[Arbeitsschritte]:
a: Prüfen Sie, ob die folgenden Aussagen mit dem Interview mit Cornelia Möhring übereinstimmen: (i) Möhring hat einen Gesetzentwurf erarbeitet, um den Paragrafen 219a zu streichen. (ii) Laut Möhring wird der Paragraf von radikalen Abtreibungsgegnern immer seltener genutzt. (iii) Der Prozess gegen Kristina Hänel findet in Gießen statt. Beantworten Sie jede Aussage mit Ja oder Nein und zitieren Sie wörtlich die entscheidende Stelle.
b: Führen Sie das Interview mit Cornelia Möhring nach dem letzten gezeigten Satz weiter.

[Vorliegender Textauszug]:
########

Linkenpolitikerin über Abtreibungen: „Das war Teil meiner Politisierung“
Schwangerschaftsabbrüche haben im Strafrecht nichts verloren, sagt Cornelia Möhring. In einem ersten Schritt sollte der Paragraf 219a gestrichen werden.
taz: Frau Möhring, am Freitag steht in Gießen die Ärztin Kristina Hänel vor Gericht, weil sie auf ihrer Webseite darüber informiert, dass Sie Schwangerschaftsabbrüche durchführt. Sie haben einen Gesetzentwurf erarbeitet, um den dafür verantwortlichen Paragrafen 219a aus dem Strafgesetzbuch zu streichen. Dieser verbietet das „Werben“ für Schwangerschaftsabbrüche. Warum?
Cornelia Möhring: Dieser unsinnige Paragraf hat lange ein Schattendasein geführt. Aber jetzt wird er genutzt, um Ärztinnen und Ärzte auf eine Weise zu stigmatisieren wie in Zeiten, die wir eigentlich lange hinter uns geglaubt haben. Radikale Abtreibungsgegner nutzen ihn mehr und mehr, um gegen diejenigen vorzugehen, die Abbrüche durchführen.

########

[Vorliegende Daten]:
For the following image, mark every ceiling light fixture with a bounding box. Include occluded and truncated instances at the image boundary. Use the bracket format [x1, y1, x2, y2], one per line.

########

[Geordnete Antworten]:
a:
(i) Ja: „Sie haben einen Gesetzentwurf erarbeitet, um den dafür verantwortlichen Paragrafen 219a aus dem Strafgesetzbuch zu streichen.“
(ii) Nein: „Radikale Abtreibungsgegner nutzen ihn mehr und mehr, um gegen diejenigen vorzugehen, die Abbrüche durchführen.“
(iii) Ja: „am Freitag steht in Gießen die Ärztin Kristina Hänel vor Gericht“

b:
Wie das?
Der Paragraf verbietet das „Werben“ für und das „Anbieten“ von Schwangerschaftsabbrüchen. Darunter zählt aktuell offenbar auch die sachliche Information darüber, dass der Eingriff in einer Praxis zum Leistungsspektrum gehört. Schwangerschaftsabbrüche sind in Deutschland verboten, aber unter bestimmten Bedingungen straffrei. Es ist doch absurd, über eine Dienstleistung, die straffrei ist, nicht informieren zu dürfen. Ich denke, unser Gesetzesentwurf hat das Potenzial für eine Mehrheit – aber das hängt stark davon ab, wie es jetzt mit der Regierungsbildung weitergeht. Aber prinzipiell kann ich mir gut vorstellen, dass außer uns Linken auch die SPD, die Grünen und die FDP zustimmen könnten. Wir hätten auch nichts dagegen, wenn sich mehr Fraktionen unserem Gesetzesentwurf anschließen oder selbst gleich lautende einbringen würden. Hauptsache, der Paragraf kommt weg.
Sind solche Anzeigen denn ein neues Problem?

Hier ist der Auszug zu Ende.